§ **What to work on**:
a – In the passage on Jewar airport, when is the Ghaziabad to Jewar Rapid Rail Transit System projected to be completed?
b – Summarize the passage on Jewar airport in two sentences.
c – From the passage on Jewar airport, retype the stretch from "There is a third" through "2 and beyond." word for word.

§ **Reading passage**:
◆ ◆ ◆ ◆ ◆

The Greater Noida to Jewar metro link has completed its DPR but has not begun construction. The Ghaziabad to Jewar Rapid Rail Transit System, which would offer journey times of 37 to 72 minutes from central NCR, is in the planning phase with a projected completion no earlier than 2031. The Ballabhgarh to Jewar metro corridor has not yet completed a DPR.
It matters for the traveller profile Jewar needs to attract in its first phase. The domestic leisure and lower-cost traveller from Noida and Greater Noida is precisely the segment most sensitive to last-mile access. A passenger choosing between Jewar and IGI who lives in Delhi will, for the foreseeable future, face a longer, more expensive, and less predictable surface journey to the newer airport.
The airport’s management has partially mitigated this by securing direct bus links from the Botanical Garden metro station and Pari Chowk, and by providing a direct connection to the expressway system. But until the metro arrives, Jewar’s accessible market will remain materially smaller.
There is a third constraint, less visible than connectivity but consequential for the kind of hub ambitions the master plan implies. Both IGI and Jewar sit within the Delhi Flight Information Region, managed by the Airports Authority of India.
When both airports are operating at scale, with IGI handling upward of 86 aircraft movements per hour under its expanded capacity and Jewar adding its own departure and arrival streams, airspace coordination becomes a non-trivial operational challenge. The two airports share terminal control airspace and approach paths. This again will require carefully managed separation standards, particularly as Jewar scales from its initial 50 daily flights to the hundreds of daily movements implied by Phase 2 and beyond.

◆ ◆ ◆ ◆ ◆

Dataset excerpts
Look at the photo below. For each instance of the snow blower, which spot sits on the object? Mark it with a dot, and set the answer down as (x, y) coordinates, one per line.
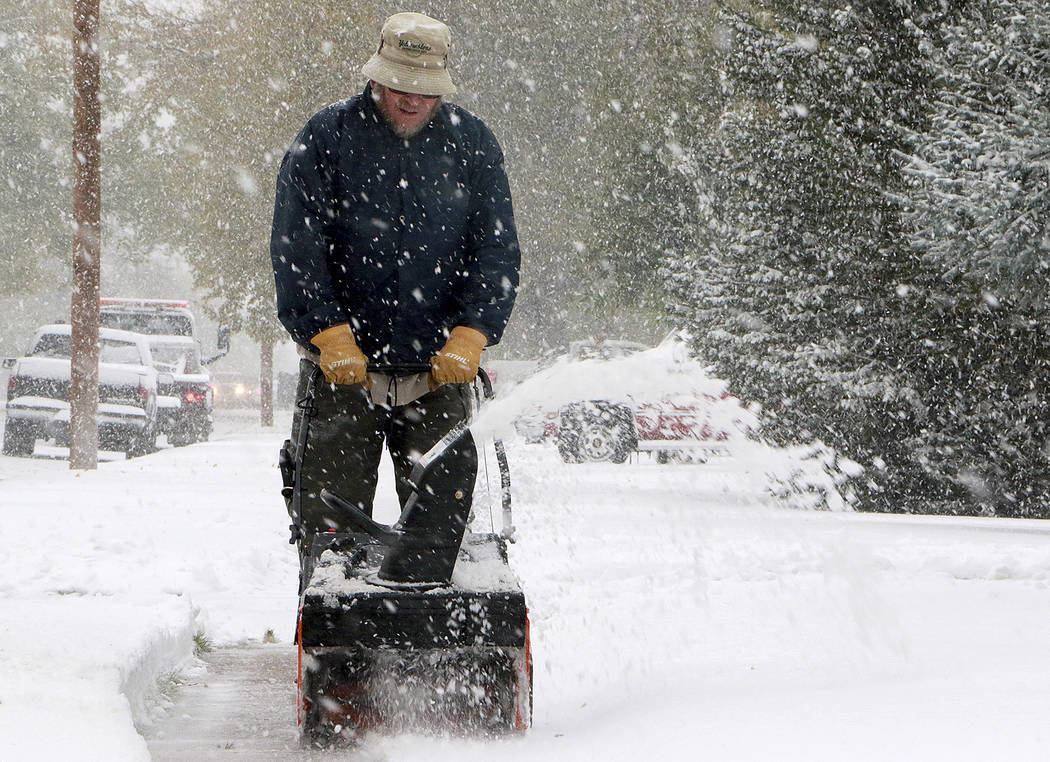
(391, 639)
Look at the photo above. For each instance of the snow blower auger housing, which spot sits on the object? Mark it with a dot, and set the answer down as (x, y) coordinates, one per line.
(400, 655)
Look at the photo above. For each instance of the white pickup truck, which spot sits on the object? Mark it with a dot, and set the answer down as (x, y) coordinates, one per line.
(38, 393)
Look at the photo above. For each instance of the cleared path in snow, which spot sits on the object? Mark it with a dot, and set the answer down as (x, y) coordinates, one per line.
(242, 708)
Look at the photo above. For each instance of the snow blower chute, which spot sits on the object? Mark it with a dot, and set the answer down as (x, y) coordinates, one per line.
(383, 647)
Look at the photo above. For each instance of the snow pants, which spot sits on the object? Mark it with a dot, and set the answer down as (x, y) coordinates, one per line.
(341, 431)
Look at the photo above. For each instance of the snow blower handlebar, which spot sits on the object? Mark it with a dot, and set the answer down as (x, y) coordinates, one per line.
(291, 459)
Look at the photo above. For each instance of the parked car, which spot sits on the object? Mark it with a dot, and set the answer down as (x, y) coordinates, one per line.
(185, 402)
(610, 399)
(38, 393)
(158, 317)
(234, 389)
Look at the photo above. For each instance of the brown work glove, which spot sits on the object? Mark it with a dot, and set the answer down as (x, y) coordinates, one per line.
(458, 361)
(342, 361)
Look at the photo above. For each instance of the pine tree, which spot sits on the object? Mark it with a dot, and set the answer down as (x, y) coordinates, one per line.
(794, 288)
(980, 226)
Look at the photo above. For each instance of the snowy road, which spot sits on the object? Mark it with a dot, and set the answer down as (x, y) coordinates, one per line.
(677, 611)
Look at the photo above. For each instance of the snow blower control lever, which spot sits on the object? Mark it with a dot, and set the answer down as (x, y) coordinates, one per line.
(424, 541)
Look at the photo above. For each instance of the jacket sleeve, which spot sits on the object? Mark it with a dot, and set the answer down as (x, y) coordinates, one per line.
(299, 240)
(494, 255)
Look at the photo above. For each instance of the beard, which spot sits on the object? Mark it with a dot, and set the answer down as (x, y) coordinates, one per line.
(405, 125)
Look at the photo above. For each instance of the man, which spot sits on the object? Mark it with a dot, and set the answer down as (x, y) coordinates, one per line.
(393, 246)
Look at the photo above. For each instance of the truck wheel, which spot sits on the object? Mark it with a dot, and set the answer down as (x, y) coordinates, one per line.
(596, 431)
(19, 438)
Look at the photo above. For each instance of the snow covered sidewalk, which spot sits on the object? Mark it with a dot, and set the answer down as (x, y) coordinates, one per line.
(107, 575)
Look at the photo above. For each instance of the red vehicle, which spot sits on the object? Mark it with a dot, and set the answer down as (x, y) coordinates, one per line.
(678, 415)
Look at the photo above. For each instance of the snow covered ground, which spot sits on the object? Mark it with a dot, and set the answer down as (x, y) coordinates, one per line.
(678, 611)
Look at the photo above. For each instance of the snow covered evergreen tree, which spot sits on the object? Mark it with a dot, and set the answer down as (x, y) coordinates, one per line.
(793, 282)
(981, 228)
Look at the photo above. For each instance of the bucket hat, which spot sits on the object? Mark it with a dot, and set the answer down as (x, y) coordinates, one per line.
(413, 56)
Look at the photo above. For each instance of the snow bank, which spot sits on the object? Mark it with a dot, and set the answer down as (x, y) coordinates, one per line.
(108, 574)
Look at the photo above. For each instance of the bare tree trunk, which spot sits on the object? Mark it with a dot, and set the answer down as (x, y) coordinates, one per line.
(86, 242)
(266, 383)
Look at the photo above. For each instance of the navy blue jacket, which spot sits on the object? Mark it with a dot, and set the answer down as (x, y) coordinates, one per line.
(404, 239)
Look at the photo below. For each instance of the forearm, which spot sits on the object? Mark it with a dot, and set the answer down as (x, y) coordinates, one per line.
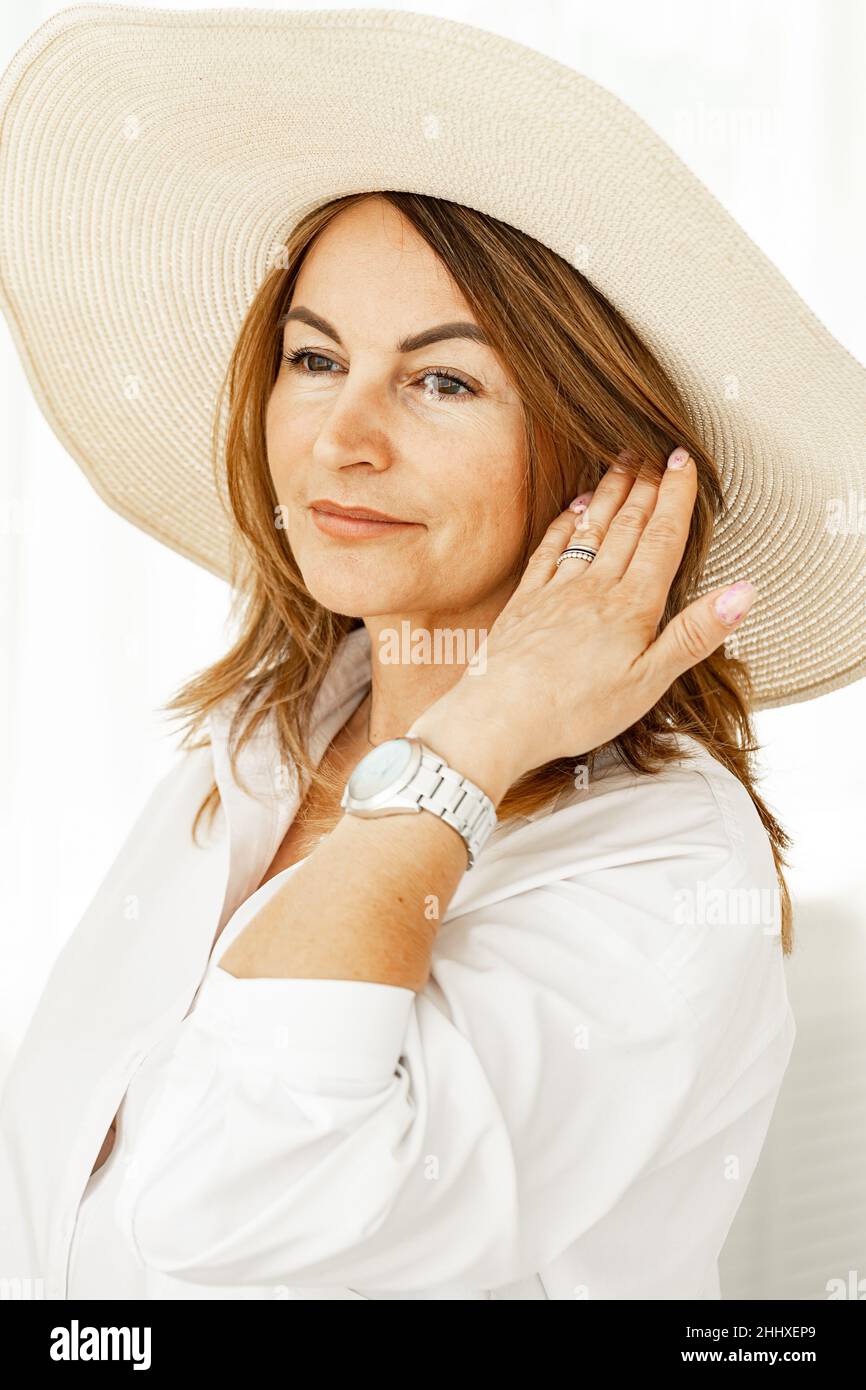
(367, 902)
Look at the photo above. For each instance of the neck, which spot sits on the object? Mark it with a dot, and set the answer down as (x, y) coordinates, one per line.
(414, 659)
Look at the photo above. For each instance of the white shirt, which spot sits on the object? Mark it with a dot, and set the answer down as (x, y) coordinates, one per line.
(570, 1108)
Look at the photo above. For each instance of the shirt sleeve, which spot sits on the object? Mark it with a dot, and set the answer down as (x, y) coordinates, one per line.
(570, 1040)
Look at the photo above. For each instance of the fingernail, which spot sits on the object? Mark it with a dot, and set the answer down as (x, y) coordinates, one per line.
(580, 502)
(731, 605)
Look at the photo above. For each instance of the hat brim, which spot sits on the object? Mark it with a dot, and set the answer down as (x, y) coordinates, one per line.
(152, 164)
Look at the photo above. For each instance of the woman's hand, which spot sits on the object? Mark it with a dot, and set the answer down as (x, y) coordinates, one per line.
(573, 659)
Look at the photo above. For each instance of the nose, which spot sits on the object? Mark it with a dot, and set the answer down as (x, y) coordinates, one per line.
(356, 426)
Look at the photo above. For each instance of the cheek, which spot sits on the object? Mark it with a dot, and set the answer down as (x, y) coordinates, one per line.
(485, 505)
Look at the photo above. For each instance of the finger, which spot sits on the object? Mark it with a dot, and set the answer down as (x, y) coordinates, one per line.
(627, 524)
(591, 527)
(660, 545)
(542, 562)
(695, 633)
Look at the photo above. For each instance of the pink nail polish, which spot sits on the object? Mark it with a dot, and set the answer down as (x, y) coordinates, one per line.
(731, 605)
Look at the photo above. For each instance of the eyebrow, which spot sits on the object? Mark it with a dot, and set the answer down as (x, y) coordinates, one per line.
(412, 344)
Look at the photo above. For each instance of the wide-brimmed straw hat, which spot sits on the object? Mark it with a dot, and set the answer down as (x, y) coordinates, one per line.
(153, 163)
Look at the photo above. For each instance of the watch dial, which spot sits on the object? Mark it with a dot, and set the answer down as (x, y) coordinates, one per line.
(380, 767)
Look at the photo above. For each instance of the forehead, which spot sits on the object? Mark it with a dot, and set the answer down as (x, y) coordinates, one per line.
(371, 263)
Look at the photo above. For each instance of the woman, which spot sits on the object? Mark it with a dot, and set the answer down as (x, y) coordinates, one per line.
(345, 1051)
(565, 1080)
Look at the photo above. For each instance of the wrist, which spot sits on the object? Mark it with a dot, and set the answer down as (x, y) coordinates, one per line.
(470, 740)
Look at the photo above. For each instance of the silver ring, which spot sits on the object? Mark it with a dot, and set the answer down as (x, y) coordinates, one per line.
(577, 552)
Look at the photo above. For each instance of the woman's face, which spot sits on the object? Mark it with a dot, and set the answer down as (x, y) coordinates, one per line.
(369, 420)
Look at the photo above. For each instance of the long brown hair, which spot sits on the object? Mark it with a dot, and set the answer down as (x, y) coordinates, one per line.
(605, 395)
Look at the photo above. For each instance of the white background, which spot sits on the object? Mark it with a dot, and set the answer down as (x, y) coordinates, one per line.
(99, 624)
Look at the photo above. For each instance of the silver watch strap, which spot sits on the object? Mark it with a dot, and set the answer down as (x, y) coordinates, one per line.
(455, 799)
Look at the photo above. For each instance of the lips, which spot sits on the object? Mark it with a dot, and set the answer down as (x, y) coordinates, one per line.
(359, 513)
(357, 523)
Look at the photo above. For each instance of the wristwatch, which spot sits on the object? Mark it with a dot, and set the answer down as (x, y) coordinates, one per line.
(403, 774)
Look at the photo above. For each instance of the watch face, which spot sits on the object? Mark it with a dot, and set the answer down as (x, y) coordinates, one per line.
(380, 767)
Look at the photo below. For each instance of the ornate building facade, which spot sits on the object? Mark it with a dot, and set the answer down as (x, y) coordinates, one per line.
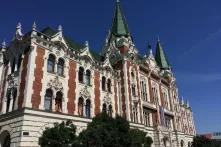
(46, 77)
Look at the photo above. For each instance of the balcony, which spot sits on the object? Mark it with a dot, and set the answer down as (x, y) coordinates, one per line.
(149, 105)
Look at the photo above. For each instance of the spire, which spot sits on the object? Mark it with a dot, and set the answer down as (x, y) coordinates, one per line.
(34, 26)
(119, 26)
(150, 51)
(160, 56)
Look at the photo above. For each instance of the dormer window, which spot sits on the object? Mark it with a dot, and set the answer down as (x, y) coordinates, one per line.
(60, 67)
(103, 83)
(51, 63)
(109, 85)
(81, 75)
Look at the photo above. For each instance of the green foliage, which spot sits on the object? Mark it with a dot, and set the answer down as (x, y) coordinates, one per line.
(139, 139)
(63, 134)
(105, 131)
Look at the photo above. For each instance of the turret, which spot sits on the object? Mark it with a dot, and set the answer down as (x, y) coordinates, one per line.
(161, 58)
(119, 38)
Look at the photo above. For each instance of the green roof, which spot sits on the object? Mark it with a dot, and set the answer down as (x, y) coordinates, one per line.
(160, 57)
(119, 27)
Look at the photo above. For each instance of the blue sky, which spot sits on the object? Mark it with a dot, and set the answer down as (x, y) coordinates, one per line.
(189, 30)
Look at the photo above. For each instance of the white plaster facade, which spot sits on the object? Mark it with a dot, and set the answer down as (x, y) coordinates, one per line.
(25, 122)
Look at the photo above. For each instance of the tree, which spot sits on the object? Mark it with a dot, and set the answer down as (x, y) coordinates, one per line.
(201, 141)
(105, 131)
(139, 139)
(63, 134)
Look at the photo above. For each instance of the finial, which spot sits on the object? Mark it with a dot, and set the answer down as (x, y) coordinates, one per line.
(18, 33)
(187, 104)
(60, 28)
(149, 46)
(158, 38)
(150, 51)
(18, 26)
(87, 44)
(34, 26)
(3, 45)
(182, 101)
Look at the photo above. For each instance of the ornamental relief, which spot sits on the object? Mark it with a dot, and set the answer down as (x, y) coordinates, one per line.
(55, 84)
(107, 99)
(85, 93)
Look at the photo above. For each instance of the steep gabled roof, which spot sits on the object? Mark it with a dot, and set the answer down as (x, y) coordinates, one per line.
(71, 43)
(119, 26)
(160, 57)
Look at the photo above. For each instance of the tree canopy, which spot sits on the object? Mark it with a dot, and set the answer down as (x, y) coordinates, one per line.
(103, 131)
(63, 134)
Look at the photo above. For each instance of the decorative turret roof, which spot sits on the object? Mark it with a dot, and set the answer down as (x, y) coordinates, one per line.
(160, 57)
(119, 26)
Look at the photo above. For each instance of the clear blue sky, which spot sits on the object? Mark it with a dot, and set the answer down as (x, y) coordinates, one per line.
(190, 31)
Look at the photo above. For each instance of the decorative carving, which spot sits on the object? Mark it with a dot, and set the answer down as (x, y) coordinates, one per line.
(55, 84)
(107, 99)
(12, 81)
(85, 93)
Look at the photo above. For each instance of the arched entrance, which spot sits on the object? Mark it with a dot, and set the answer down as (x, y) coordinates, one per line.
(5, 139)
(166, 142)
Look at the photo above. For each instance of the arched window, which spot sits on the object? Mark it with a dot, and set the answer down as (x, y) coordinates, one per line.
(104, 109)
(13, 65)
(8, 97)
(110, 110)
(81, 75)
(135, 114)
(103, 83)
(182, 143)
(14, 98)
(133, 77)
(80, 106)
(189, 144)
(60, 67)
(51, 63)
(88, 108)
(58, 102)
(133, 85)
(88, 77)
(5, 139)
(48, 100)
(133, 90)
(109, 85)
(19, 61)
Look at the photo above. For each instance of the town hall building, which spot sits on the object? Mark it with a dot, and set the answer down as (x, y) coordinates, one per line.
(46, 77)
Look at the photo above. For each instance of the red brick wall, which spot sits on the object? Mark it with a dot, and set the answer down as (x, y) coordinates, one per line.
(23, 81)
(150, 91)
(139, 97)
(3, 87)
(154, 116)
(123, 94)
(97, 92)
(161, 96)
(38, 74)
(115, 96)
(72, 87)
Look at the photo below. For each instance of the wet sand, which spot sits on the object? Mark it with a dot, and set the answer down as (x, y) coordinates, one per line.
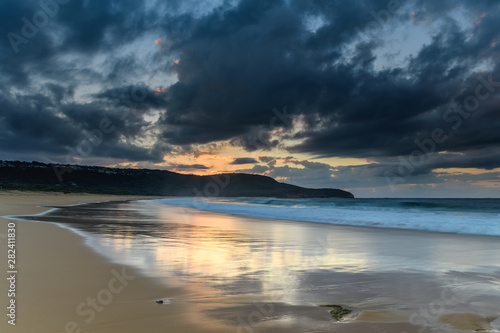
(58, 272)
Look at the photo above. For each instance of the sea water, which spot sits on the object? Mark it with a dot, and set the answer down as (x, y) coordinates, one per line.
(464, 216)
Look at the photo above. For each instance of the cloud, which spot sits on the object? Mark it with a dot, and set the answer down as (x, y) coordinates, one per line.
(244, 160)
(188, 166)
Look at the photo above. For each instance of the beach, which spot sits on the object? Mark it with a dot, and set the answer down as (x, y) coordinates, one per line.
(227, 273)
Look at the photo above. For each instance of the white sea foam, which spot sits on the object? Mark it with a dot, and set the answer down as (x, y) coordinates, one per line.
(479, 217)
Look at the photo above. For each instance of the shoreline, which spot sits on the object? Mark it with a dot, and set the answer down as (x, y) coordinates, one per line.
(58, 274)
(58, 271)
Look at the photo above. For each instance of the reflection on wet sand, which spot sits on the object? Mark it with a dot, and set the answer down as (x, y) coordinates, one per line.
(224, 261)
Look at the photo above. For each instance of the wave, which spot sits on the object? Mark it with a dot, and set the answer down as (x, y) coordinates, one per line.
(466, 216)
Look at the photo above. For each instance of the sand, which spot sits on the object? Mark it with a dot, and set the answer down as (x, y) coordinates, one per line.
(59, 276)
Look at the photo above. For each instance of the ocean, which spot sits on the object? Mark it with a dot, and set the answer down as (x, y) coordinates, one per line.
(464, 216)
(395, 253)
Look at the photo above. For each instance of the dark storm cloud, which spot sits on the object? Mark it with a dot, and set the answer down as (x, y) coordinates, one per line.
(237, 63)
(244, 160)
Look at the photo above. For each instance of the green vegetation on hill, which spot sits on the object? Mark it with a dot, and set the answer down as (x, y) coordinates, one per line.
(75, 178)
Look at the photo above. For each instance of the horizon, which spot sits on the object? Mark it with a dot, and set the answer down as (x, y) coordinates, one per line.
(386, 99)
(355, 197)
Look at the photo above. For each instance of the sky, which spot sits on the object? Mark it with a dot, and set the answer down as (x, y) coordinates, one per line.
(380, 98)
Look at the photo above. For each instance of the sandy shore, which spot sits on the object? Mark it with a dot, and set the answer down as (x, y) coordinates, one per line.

◆ ◆ ◆ ◆ ◆

§ **Task-by-task solutions**:
a – No earlier than 2031.

b – The metro and rapid rail links to Jewar have not been built, so access is harder for the cost-sensitive Noida and Greater Noida travelers the airport needs at first, though bus links and an expressway connection help somewhat. Jewar and IGI also share the Delhi Flight Information Region, terminal control airspace and approach paths, so airspace coordination will become a real challenge as both airports grow.

c –
There is a third constraint, less visible than connectivity but consequential for the kind of hub ambitions the master plan implies. Both IGI and Jewar sit within the Delhi Flight Information Region, managed by the Airports Authority of India.
When both airports are operating at scale, with IGI handling upward of 86 aircraft movements per hour under its expanded capacity and Jewar adding its own departure and arrival streams, airspace coordination becomes a non-trivial operational challenge. The two airports share terminal control airspace and approach paths. This again will require carefully managed separation standards, particularly as Jewar scales from its initial 50 daily flights to the hundreds of daily movements implied by Phase 2 and beyond.